While the NewFronts are traditionally about content, the Covid lockdown means that no one knows for sure when most new shows will be available, hence the focus on data driven ad solutions this year. Which, given the massive advantage that digitally delivered television has in that area, was not necessarily a bad move.
I had the pleasure of co-hosting the first day of the NewFronts along with Scott Rogowsky of HQ Trivia fame (who am I happy to report is actually a great guy and was very interested in the business angle of television.)
That meant I was there from the start of Day One of the virtual event all the way through the Hulu presentation on their site.
Frequency Capping: Given that bingeing is a hallmark of streaming, the fact that viewers are often served up the same ads over and over and over is often a problem. This is made even worse when viewers see the ads on linear TV and then see them again on OTT.
To remedy this, Tubi introduced a tool that scans the video in ads so that the same ads are not run multiple times. While this sounds counterintuitive to anyone familiar with traditional TV buying, it’s necessary with streaming services whose inventory often comes from a number of programmatic vendors (DSPs) and where said vendors may use different naming devices for the same spots, hence the inadvertent duplication.
Tubi’s play benefits the consumer as well as vendors who buy directly from Tubi’s ad sales team (at present it is only available to those advertisers) as it can increase reach anywhere from 200% to 300%.
Addressability and The Hammer And The Dance: The Hammer and the Dance is the more lyrical name given to the reality that states will be opening up and then clamping down over the next year, often in a thoroughly unpredictable manner and, as such, brands will want to be able to send the right ads to the right households based on current situation at their location.
Roku addressed this head on, talking about stats they’d collected in lockdown and promising much greater flexibility on ad buys made during the NewFronts. For example, Roku will allow brands to make a national buy zip code targeted if conditions in a specific geo change. They will also give brands full refunds on cancellations with just 14 days notice (versus linear where, even with 60 days notice, you traditionally just get a 50% refund) along with the ability to swap ads from different sub-brands within the same company.
Interactivity: Crackle is introducing True[X]’s interactive ad format that gives viewers the opportunity to interact with an ad at the beginning of a show in exchange for getting to watch the rest of the show ad-free.
In a similar interactive vein, Hulu, which was where the aforementioned True[X] format first launched, announced their much-anticipated new GatewayGo ad format, which allows for actual t-commerce. Viewers will see a screen after the ad where they can request a special offer from the advertiser via text or email.
Bonus move, of course, is that the advertiser and Hulu ge to track how many people were interested enough to request the special offer, along with all sorts of (anonymized) data about the requesters.
ACR Data: Nielsen’s David Kenney, whose company owns ACR vendor Gracenote, noted, in response to a question from Rogowsky, that in his opinion, ACR data was most definitely a big part of the future of TV measurement.

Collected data

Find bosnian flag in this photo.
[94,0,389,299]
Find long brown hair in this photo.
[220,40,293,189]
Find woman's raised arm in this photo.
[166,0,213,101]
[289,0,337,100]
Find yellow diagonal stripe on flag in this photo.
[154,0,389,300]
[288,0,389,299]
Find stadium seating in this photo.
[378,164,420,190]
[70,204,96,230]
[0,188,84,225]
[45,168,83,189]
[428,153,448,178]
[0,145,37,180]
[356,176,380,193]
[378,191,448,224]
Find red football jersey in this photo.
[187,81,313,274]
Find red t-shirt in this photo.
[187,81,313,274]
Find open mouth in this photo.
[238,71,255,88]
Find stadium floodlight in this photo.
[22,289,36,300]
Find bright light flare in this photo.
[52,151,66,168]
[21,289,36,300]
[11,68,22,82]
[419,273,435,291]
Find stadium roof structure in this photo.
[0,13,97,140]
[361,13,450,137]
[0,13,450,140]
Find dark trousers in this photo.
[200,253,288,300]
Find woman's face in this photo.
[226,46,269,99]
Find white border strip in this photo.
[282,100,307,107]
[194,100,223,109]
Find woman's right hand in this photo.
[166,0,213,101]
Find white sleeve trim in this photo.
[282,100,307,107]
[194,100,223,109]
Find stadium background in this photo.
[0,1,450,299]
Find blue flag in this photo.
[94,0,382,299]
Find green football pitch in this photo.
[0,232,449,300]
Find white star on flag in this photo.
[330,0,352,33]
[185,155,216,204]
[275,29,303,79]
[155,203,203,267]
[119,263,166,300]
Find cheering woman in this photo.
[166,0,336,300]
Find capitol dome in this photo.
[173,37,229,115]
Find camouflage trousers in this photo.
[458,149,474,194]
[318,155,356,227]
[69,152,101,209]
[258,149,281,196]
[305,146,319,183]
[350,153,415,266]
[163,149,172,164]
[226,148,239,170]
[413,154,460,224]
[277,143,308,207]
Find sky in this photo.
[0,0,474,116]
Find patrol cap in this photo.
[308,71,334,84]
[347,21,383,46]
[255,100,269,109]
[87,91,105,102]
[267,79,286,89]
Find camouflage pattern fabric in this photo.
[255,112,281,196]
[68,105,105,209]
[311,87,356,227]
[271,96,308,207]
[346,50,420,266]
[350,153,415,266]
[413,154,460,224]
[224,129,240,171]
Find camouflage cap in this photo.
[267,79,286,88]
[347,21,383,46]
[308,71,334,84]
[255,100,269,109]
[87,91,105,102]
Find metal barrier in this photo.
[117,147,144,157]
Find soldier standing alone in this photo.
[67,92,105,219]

→ **Assignment 1**:
From the NewFronts article, reproduce word for word the passage that begins at the words "In a similar" and stops after the words "text or email.".
→ **Assignment 2**:
Answer these questions using the NewFronts article:
(a) Which company introduced a tool that scans the video in ads so the same ads are not run multiple times?
(b) How many days' notice does Roku require to give brands a full refund on cancellations?
(c) What is the name of Hulu's new ad format?
→ **Assignment 3**:
Continue the NewFronts article from the point where it stops.
You can do all of this without the collected data.

→ **Reply 1**:
In a similar interactive vein, Hulu, which was where the aforementioned True[X] format first launched, announced their much-anticipated new GatewayGo ad format, which allows for actual t-commerce. Viewers will see a screen after the ad where they can request a special offer from the advertiser via text or email.

→ **Reply 2**:
(a) Tubi
(b) 14 days
(c) GatewayGo

→ **Reply 3**:
The value of ACR data was further driven home by Samsung Ads, which played up its access to the largest singe set of ACR data as a source of both viewing insights and ad targeting on Samsung’s TV OS-based ad platform.
Samsung’s participation was notable too in that it served to highlight another trend–TV OEMs like Samsung and VIZIO taking control of their ad-supported inventory in a way that challenges streaming device manufacturers like Roku and Amazon.
Outcomes-Based Measurement: Roku announced that it would be doubling down on outcomes-based measurement (actually tracking what viewers do after seeing a commercial), highlighting a deal it had with supermarket chain Kroger, that tracked sales lift in areas where ads were running on Roku.
Premium Content: One of the biggest slams we hear about Roku is that buyers feel that they are never sure where their programmatically bought ads will wind up–on a top tier platform or on one of the hundreds of smaller channels in the Roku ecosystem.
To remedy this, Roku is introducing something called Roku Reserve, which is not an estate-bottled Cabernet Sauvignon, but rather a way to guarantee that your ads will only wind up on one of the top 1% of all Roku channels.
It’s a way for them to compete with YouTube Premium and Facebook Reserve while touting the fact that with Roku, the ad is likely to be seen on an actual television set, not a mobile phone or laptop.
Pet Costumes: There was a trivia question about pet costumes, sponsored by Roundel, Target’s ad agency.
It seems that Americans spent $490 million on pet costumes in 2019.
Which, hands down, was the most surprising thing I learned all day.
As for streaming services leaning into their data advantage, that was less surprising, but still noteworthy and I think we will see a lot more of it in terms of ad targeting, frequency capping, reach extension, ACR and outcome-based measurement, and, above all, more addressable options.
PS: When the producer tells you that you are going to be sitting in the same chair for over three hours, so make sure it’s a comfortable chair…believe them.